*Problem to solve*. Transcribe verbatim the lines of the material below, from the line containing "of the crane" through the end of the material.

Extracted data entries
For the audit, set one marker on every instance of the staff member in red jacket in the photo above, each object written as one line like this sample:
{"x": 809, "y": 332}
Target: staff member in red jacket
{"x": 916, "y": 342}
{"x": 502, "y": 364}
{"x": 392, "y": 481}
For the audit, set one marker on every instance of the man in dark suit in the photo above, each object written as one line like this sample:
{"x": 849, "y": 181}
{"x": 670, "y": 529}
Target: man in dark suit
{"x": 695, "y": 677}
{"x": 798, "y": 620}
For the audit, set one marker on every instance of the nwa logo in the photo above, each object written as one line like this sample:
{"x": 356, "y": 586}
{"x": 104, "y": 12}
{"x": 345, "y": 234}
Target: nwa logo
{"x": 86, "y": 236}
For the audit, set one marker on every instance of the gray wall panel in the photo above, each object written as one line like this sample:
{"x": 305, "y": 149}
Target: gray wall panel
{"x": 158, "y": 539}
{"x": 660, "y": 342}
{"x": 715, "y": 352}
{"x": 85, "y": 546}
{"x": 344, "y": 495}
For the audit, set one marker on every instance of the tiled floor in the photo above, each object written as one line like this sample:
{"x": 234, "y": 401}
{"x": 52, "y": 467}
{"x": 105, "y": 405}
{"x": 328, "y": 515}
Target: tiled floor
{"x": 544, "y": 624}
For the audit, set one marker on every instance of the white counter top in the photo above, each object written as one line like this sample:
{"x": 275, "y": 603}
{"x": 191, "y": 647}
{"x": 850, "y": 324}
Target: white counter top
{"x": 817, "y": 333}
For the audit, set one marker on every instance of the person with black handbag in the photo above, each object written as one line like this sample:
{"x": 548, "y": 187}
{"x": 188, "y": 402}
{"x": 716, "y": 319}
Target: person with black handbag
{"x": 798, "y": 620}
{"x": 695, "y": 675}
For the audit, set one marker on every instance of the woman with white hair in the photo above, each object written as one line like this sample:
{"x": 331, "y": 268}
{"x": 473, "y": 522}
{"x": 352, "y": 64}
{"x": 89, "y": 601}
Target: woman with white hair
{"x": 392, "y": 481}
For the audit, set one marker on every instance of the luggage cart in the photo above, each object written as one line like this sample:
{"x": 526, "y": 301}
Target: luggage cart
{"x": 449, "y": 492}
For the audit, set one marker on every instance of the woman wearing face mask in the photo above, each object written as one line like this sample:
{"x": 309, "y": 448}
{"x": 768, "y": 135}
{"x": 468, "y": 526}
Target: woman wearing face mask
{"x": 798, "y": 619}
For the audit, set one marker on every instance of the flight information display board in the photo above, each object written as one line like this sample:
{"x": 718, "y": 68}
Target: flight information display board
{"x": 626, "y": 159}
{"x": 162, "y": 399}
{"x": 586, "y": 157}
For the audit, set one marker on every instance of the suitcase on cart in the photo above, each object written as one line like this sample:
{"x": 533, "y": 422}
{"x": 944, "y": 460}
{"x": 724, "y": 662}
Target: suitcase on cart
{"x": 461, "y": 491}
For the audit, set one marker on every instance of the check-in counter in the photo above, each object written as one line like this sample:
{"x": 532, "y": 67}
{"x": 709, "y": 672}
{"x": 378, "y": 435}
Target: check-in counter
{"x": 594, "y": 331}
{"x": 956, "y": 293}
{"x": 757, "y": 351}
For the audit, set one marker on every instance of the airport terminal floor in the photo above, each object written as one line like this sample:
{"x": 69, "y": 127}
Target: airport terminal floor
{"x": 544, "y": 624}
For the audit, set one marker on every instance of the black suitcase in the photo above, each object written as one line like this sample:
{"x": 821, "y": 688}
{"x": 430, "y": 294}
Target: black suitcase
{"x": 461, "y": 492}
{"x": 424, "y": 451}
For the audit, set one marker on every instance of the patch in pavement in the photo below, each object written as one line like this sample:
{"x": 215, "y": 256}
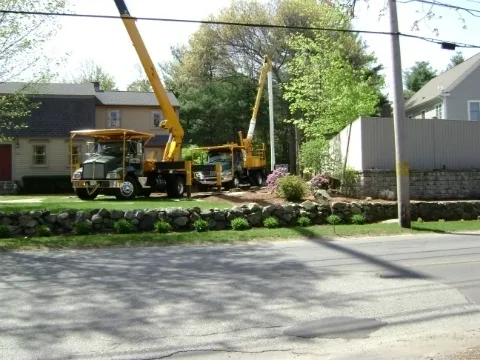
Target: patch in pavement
{"x": 341, "y": 327}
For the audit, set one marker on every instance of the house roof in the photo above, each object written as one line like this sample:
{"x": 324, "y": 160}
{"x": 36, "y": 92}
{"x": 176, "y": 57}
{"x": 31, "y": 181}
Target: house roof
{"x": 132, "y": 98}
{"x": 444, "y": 83}
{"x": 48, "y": 89}
{"x": 119, "y": 98}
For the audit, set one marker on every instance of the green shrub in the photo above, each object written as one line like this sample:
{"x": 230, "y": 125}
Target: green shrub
{"x": 123, "y": 226}
{"x": 201, "y": 225}
{"x": 4, "y": 231}
{"x": 292, "y": 188}
{"x": 83, "y": 228}
{"x": 240, "y": 224}
{"x": 44, "y": 231}
{"x": 358, "y": 219}
{"x": 304, "y": 221}
{"x": 333, "y": 219}
{"x": 48, "y": 184}
{"x": 162, "y": 227}
{"x": 271, "y": 222}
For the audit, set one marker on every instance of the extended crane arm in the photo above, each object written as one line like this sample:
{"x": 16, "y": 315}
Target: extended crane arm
{"x": 267, "y": 66}
{"x": 171, "y": 122}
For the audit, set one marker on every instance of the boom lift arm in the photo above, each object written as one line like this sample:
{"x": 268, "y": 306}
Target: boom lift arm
{"x": 267, "y": 66}
{"x": 171, "y": 122}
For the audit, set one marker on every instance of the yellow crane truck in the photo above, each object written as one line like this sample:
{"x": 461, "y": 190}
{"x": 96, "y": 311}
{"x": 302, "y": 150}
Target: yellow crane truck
{"x": 117, "y": 165}
{"x": 241, "y": 163}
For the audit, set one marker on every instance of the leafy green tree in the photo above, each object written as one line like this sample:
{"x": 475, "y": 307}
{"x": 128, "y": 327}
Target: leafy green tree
{"x": 22, "y": 58}
{"x": 325, "y": 90}
{"x": 141, "y": 83}
{"x": 222, "y": 52}
{"x": 89, "y": 71}
{"x": 455, "y": 60}
{"x": 417, "y": 76}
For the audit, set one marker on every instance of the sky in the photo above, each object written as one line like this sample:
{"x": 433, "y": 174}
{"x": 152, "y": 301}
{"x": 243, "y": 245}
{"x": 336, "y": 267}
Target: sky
{"x": 107, "y": 43}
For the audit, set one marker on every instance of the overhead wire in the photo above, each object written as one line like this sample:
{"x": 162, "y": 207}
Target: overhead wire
{"x": 471, "y": 11}
{"x": 233, "y": 23}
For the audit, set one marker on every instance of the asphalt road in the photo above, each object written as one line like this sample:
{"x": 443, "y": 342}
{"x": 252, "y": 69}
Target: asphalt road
{"x": 406, "y": 297}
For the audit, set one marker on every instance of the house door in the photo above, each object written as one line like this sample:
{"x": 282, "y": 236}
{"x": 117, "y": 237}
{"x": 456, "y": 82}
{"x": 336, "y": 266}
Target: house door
{"x": 5, "y": 162}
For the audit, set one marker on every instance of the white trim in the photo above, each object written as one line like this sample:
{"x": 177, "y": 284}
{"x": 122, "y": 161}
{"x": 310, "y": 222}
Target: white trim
{"x": 445, "y": 116}
{"x": 109, "y": 113}
{"x": 437, "y": 115}
{"x": 468, "y": 108}
{"x": 464, "y": 75}
{"x": 12, "y": 155}
{"x": 32, "y": 163}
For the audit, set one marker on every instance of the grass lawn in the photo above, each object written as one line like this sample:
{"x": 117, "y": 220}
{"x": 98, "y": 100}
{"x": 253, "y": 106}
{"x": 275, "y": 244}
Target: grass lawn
{"x": 230, "y": 236}
{"x": 56, "y": 203}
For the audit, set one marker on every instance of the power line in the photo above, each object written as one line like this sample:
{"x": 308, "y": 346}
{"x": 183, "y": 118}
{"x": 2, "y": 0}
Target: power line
{"x": 215, "y": 22}
{"x": 450, "y": 6}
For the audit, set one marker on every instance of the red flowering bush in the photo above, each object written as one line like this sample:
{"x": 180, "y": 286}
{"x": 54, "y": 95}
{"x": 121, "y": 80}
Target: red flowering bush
{"x": 272, "y": 179}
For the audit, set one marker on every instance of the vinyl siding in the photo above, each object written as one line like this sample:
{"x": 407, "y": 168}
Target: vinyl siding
{"x": 429, "y": 144}
{"x": 342, "y": 146}
{"x": 429, "y": 108}
{"x": 457, "y": 102}
{"x": 136, "y": 118}
{"x": 57, "y": 157}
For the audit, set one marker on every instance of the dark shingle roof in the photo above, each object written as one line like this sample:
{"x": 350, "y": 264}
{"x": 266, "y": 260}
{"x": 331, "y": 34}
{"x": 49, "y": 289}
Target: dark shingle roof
{"x": 444, "y": 82}
{"x": 132, "y": 98}
{"x": 125, "y": 98}
{"x": 56, "y": 117}
{"x": 48, "y": 89}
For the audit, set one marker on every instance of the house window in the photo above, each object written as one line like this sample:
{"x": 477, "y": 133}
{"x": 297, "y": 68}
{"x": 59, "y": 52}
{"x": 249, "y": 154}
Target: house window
{"x": 157, "y": 117}
{"x": 75, "y": 156}
{"x": 39, "y": 155}
{"x": 114, "y": 119}
{"x": 474, "y": 110}
{"x": 438, "y": 111}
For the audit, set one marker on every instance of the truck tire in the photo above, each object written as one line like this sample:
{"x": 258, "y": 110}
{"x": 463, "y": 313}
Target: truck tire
{"x": 82, "y": 194}
{"x": 129, "y": 190}
{"x": 175, "y": 187}
{"x": 234, "y": 184}
{"x": 259, "y": 179}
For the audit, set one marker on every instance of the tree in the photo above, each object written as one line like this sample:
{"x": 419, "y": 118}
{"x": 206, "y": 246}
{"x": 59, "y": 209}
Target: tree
{"x": 89, "y": 72}
{"x": 22, "y": 58}
{"x": 141, "y": 83}
{"x": 455, "y": 60}
{"x": 222, "y": 52}
{"x": 325, "y": 89}
{"x": 417, "y": 76}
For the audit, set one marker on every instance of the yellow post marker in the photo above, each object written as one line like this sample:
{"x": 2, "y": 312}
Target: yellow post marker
{"x": 188, "y": 174}
{"x": 218, "y": 169}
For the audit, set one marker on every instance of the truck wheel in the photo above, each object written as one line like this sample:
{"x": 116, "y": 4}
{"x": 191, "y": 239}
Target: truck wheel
{"x": 175, "y": 187}
{"x": 258, "y": 178}
{"x": 234, "y": 184}
{"x": 82, "y": 194}
{"x": 128, "y": 190}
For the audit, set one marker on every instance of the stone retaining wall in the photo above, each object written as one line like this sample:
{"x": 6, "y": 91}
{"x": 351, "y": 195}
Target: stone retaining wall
{"x": 424, "y": 185}
{"x": 102, "y": 220}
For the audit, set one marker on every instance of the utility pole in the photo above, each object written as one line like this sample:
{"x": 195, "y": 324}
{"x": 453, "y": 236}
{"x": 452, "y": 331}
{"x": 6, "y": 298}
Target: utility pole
{"x": 270, "y": 108}
{"x": 402, "y": 166}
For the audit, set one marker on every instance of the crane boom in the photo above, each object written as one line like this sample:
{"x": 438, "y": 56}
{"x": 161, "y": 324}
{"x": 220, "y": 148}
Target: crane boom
{"x": 171, "y": 122}
{"x": 267, "y": 66}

*Worked answer*.
For the audit, set one marker on every instance of the crane boom in the photo above, each object written as one line like this sample:
{"x": 438, "y": 56}
{"x": 161, "y": 324}
{"x": 220, "y": 148}
Target: crane boom
{"x": 171, "y": 122}
{"x": 267, "y": 66}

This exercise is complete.